Extracted data
::::
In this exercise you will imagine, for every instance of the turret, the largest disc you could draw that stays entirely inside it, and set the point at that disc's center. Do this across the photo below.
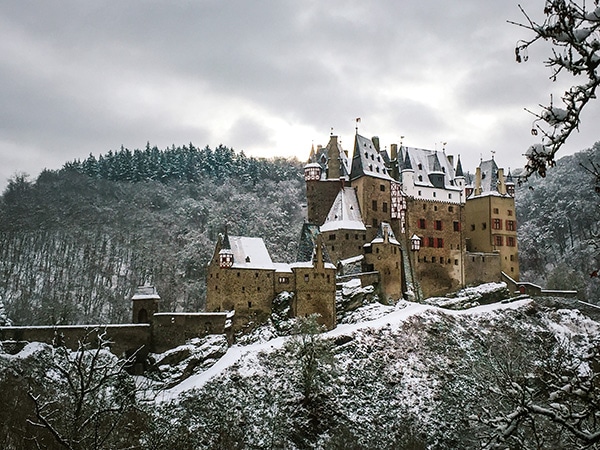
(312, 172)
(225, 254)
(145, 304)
::::
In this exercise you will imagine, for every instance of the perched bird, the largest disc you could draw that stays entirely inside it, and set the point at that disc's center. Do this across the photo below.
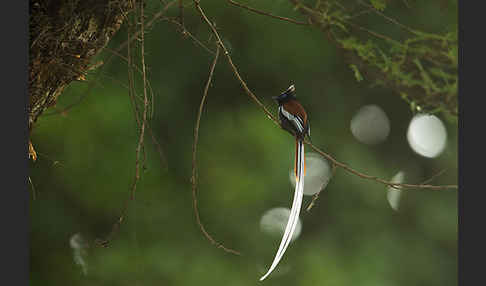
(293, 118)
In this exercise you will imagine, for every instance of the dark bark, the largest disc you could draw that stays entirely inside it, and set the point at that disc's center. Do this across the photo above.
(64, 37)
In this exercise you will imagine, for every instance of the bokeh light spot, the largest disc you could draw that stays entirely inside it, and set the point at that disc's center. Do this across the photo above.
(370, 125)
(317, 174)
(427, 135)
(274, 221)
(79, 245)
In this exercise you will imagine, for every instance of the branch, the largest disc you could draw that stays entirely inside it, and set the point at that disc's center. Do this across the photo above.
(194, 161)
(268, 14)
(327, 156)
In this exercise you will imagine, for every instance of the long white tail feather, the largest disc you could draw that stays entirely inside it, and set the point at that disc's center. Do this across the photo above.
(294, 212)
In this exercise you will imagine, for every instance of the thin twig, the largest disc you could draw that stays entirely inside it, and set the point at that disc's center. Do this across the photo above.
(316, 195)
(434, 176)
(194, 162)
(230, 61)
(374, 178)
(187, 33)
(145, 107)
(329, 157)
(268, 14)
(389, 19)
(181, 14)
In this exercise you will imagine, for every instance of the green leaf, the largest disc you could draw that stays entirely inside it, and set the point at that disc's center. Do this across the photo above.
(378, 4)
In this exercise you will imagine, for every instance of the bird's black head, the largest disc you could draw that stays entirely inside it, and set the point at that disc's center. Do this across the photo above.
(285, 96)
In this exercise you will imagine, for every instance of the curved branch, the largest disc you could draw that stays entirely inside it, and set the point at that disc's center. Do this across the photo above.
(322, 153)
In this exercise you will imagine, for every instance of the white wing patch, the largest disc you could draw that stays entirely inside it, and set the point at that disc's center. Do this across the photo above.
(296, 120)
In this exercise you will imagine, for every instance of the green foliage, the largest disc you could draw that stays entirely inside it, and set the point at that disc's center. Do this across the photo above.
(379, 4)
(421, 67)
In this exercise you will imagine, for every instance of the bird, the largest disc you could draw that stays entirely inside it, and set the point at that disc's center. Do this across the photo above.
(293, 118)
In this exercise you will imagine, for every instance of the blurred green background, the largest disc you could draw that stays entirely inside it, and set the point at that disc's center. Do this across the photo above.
::::
From the lines above, copy each one that contains the word "below".

Solution
In this exercise you will imagine, for every instance of the turret, the largest disc you could draw that stays entirely inside it, and set the point at that disc's center. Do this across the photo below.
In this exercise you will imagine, for every instance of the perched bird, the largest disc you could draw that stays entirely inside it, and set the point at that disc's center. Do this across the photo below.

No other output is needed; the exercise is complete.